Problem to work on: All lines of the entries with "harbor" in them must be listed.

● ● ● ● ● ● ●

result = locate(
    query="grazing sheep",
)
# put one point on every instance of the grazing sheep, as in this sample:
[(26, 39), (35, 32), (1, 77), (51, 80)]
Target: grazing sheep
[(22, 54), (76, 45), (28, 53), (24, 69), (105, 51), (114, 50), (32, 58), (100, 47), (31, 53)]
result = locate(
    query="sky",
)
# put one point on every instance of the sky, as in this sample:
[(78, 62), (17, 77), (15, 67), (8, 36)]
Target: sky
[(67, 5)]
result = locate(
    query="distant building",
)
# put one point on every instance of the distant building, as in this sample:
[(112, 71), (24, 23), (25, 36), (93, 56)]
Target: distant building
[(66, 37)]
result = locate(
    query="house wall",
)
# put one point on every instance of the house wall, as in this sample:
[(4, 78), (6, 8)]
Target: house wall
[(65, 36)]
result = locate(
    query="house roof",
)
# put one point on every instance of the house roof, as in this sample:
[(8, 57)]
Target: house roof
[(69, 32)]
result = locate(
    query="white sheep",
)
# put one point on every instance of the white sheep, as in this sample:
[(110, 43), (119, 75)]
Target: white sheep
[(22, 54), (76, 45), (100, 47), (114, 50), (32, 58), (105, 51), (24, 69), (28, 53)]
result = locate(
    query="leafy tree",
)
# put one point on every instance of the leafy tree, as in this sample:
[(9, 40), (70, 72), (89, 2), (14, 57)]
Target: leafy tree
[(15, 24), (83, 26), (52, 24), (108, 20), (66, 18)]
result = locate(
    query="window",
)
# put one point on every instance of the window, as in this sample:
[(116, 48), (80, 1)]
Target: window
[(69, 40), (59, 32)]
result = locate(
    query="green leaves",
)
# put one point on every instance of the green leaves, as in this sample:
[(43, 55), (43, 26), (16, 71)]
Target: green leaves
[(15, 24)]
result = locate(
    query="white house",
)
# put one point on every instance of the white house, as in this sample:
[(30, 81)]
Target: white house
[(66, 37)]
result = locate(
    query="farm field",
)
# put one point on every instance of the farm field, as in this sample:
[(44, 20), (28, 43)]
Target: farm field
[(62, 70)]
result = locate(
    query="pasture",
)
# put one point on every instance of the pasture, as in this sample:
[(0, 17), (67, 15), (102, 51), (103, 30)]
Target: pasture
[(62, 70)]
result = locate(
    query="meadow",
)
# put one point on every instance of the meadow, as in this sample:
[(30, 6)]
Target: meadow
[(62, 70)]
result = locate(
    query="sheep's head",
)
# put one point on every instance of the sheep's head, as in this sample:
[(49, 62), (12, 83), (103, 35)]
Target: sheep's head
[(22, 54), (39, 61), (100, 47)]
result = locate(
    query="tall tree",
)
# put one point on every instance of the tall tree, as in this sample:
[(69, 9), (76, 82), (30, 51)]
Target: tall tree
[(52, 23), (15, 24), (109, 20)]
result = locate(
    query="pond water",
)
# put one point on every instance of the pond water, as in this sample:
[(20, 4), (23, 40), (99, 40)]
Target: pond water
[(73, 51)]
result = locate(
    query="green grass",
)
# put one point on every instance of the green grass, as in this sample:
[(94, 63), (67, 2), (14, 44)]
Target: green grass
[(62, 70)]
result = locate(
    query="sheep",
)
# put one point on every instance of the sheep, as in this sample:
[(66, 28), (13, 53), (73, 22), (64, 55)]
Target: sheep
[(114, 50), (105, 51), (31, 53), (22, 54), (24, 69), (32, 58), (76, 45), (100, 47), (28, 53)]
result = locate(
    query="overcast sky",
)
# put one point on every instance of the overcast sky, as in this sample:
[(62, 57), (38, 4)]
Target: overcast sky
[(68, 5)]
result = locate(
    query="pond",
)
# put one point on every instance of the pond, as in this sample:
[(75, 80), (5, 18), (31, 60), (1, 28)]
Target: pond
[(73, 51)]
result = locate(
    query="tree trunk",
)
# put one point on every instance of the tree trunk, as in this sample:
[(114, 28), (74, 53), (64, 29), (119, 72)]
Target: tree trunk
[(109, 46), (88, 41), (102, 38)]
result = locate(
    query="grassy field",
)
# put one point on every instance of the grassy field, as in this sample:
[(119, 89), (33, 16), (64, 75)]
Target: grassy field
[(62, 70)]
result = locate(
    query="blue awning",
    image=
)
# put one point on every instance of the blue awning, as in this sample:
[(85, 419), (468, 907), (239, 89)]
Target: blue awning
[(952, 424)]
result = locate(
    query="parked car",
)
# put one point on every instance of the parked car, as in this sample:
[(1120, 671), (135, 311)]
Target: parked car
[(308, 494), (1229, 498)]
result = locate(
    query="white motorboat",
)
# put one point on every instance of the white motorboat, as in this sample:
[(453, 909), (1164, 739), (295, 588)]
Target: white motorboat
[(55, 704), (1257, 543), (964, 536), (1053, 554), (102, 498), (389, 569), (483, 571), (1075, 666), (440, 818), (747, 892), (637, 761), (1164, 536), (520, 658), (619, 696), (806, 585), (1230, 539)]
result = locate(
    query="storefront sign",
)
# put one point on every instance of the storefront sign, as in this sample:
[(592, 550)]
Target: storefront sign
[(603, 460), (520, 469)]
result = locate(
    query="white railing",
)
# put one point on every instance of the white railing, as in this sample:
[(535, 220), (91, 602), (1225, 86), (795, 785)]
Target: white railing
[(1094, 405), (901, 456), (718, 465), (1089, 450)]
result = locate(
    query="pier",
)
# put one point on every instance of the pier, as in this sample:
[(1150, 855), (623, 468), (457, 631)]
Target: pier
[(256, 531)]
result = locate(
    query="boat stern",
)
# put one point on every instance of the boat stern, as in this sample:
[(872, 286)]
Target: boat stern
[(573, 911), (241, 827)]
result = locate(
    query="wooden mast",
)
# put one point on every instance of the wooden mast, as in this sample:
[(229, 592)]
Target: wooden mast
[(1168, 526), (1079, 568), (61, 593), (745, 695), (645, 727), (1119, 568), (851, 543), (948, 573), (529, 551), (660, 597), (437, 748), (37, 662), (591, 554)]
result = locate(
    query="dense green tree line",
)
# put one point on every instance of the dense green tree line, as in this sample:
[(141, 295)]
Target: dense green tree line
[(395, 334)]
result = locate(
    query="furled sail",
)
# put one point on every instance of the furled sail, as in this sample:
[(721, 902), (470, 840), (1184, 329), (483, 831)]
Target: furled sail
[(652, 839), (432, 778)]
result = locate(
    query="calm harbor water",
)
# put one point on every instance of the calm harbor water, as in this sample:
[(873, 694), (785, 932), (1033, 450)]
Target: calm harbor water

● ● ● ● ● ● ●

Answer space:
    query="calm harbor water",
# put one point on every instance of the calm harbor water, as in this sample:
Target: calm harbor water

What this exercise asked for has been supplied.